↓↓↓

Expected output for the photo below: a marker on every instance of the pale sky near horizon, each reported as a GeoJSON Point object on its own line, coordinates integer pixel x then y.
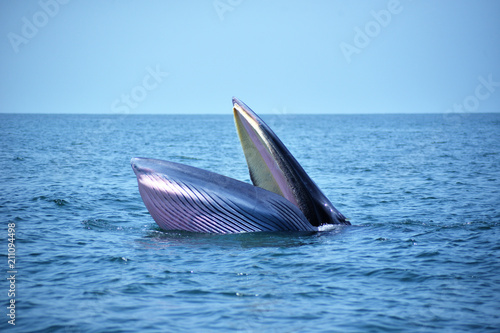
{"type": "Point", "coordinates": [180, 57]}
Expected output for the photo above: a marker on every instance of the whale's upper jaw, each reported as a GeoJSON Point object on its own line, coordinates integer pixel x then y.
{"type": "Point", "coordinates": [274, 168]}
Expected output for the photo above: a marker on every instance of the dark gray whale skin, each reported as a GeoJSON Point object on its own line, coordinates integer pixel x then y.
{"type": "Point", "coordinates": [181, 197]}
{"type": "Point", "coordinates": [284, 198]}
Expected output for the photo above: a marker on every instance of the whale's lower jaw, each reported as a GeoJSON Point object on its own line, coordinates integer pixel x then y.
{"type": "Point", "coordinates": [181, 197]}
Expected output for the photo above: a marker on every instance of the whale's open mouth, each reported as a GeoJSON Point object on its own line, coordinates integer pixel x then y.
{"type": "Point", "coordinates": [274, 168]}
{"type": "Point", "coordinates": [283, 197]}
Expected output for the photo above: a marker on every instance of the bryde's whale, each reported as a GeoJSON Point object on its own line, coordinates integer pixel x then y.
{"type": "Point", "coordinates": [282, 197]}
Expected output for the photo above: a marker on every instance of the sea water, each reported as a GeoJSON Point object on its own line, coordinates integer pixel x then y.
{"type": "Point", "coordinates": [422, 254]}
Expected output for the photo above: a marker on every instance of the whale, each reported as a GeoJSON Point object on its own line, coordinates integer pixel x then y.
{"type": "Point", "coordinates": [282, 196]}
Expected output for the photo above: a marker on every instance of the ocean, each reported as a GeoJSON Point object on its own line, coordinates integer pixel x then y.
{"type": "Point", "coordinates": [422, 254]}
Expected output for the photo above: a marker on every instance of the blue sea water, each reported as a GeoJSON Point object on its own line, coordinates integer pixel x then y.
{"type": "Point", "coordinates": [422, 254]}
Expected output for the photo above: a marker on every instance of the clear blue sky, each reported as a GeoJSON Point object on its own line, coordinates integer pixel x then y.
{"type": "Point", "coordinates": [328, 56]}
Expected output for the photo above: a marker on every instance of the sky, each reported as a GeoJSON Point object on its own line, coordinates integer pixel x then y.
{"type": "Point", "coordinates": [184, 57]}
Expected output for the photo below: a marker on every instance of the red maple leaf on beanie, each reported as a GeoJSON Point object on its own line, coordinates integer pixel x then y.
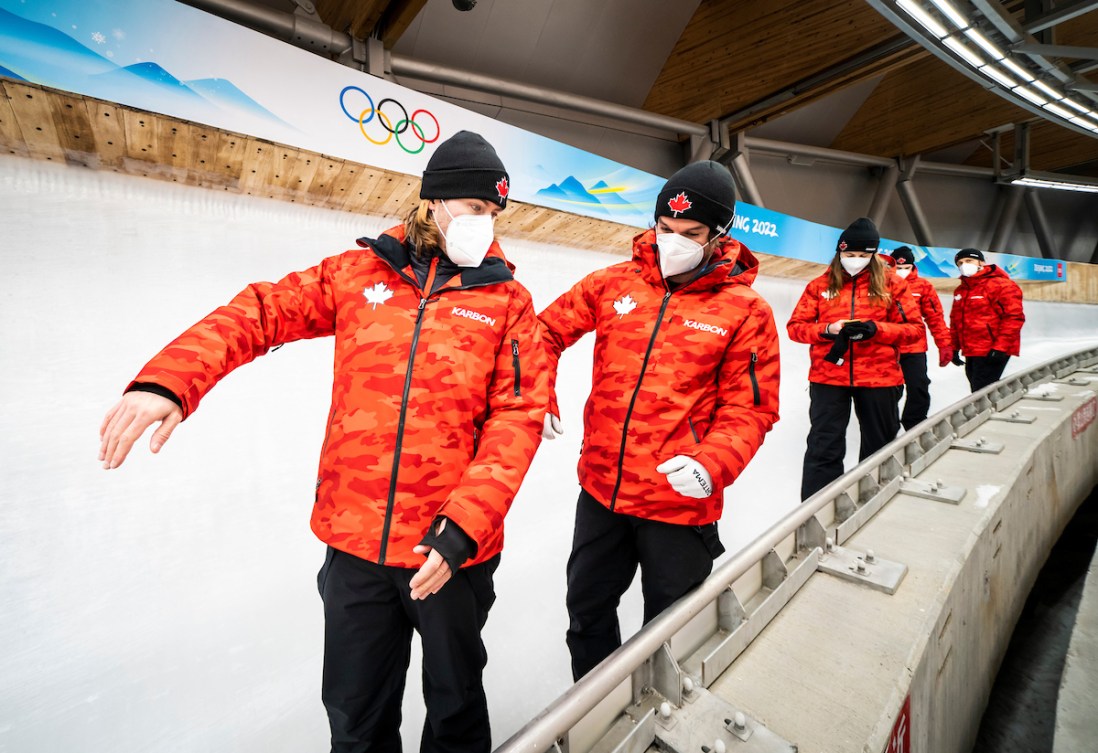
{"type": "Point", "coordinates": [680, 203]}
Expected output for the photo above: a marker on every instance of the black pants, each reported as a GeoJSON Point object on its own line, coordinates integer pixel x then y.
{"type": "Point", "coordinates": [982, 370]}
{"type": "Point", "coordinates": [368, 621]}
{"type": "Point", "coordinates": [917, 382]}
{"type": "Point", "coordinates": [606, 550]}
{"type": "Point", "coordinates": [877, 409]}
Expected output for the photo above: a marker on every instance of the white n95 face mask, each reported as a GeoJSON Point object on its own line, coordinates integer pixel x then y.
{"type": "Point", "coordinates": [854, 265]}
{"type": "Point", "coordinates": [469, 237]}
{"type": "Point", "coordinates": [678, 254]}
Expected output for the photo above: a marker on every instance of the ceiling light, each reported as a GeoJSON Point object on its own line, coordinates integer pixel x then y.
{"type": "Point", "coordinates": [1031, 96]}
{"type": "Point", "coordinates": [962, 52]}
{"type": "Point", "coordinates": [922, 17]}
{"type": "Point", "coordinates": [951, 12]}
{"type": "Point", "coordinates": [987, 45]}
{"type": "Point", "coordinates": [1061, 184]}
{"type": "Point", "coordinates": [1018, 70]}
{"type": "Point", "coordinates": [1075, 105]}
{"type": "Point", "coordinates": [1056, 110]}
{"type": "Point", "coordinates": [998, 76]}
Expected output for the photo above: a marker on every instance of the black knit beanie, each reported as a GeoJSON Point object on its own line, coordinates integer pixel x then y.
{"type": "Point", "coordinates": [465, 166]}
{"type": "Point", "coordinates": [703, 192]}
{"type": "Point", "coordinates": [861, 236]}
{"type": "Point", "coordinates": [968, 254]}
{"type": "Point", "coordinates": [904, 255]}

↑↑↑
↓↓↓

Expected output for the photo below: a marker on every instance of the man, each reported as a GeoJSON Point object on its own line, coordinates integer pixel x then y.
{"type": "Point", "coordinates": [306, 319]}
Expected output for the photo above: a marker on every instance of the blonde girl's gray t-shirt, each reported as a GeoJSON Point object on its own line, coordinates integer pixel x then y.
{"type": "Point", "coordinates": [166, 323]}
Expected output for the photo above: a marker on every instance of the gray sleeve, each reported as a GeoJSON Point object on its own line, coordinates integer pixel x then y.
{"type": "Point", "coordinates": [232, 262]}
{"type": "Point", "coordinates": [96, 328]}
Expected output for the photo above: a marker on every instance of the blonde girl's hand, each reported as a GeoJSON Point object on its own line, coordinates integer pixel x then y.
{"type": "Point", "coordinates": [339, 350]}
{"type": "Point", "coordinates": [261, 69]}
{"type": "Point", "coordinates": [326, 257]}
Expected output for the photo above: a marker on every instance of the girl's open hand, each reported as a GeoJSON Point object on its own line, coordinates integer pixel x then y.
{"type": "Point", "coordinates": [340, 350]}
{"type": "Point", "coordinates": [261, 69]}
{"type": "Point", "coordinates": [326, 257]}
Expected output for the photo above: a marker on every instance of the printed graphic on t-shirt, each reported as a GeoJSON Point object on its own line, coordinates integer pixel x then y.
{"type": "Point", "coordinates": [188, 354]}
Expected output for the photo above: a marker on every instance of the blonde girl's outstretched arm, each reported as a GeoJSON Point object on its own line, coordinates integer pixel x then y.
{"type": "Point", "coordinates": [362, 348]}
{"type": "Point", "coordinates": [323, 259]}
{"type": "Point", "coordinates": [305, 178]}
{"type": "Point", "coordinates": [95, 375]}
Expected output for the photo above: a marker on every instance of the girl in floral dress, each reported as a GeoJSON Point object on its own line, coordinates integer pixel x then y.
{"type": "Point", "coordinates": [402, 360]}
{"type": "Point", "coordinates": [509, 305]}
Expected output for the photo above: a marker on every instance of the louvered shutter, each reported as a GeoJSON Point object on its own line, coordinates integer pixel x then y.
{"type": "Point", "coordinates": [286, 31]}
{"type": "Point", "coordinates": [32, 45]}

↑↑↑
↓↓↓

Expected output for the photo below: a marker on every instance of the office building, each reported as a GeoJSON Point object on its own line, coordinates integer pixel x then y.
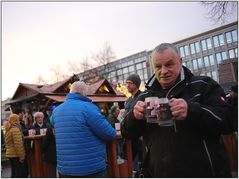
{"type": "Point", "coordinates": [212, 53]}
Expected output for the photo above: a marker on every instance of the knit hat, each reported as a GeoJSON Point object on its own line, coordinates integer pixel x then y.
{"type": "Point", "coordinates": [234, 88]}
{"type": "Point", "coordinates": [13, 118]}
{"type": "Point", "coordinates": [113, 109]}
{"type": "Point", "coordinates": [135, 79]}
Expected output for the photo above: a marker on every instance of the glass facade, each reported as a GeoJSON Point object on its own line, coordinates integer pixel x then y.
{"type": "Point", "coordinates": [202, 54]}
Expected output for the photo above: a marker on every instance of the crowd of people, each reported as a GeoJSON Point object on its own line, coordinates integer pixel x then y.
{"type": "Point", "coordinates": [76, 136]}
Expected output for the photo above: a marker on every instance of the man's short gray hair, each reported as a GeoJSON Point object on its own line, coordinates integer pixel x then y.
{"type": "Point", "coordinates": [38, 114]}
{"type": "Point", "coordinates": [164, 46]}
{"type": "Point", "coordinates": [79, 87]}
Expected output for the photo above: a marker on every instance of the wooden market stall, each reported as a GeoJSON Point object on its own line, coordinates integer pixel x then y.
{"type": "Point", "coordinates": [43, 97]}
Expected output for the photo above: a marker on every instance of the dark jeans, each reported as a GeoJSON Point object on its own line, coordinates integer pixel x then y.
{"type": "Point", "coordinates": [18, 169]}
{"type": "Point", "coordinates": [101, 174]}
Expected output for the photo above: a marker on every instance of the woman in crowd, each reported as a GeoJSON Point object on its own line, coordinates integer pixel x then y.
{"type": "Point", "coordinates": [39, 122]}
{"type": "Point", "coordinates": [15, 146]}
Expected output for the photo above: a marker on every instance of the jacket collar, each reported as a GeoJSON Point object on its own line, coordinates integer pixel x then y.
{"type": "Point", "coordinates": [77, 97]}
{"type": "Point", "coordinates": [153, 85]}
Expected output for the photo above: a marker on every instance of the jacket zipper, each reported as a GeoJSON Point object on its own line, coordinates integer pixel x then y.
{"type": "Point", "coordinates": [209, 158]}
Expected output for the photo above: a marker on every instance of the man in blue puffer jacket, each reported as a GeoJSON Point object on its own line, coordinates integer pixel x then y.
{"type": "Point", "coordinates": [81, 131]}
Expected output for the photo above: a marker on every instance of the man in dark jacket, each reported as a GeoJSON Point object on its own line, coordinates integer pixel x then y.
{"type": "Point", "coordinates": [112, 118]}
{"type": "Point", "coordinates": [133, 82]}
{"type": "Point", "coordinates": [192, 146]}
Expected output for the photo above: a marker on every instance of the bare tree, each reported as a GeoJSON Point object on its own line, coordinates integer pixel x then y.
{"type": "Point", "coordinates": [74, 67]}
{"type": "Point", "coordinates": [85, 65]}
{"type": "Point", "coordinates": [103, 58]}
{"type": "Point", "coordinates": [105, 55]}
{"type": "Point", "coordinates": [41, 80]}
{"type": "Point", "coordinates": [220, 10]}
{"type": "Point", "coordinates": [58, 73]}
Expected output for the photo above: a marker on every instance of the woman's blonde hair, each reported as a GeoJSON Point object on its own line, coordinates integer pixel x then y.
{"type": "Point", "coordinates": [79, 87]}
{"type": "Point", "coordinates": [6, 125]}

↑↑↑

→ What to produce:
Filter the rows above down to those containing the string "whale", and copy each one unchanged. Match case exactly.

→ Task output:
Expected output for the photo above: a marker on every instance of the whale's upper jaw, each reported as a GeoJSON Point object on its own line, coordinates integer pixel x then y.
Expected output for the photo above: a marker on every instance of the dark gray whale skin, each reported as a GeoJSON Point object on its own line, coordinates integer pixel x then y.
Expected output for the photo above: a marker on every instance of the whale's lower jaw, each reported as a GeoJSON Point object on its own line, coordinates integer pixel x then y.
Expected output for the photo above: a marker on every instance of the whale's open mouth, each reported as a GeoJSON Point object on its own line, coordinates integer pixel x then y.
Expected output for the photo above: a marker on every instance of the bryde's whale, each reported as a GeoJSON Point object on its own line, coordinates integer pixel x then y.
Expected output for the photo above: a marker on every instance of the whale, each reported as a GeoJSON Point object on its own line, coordinates integer pixel x then y.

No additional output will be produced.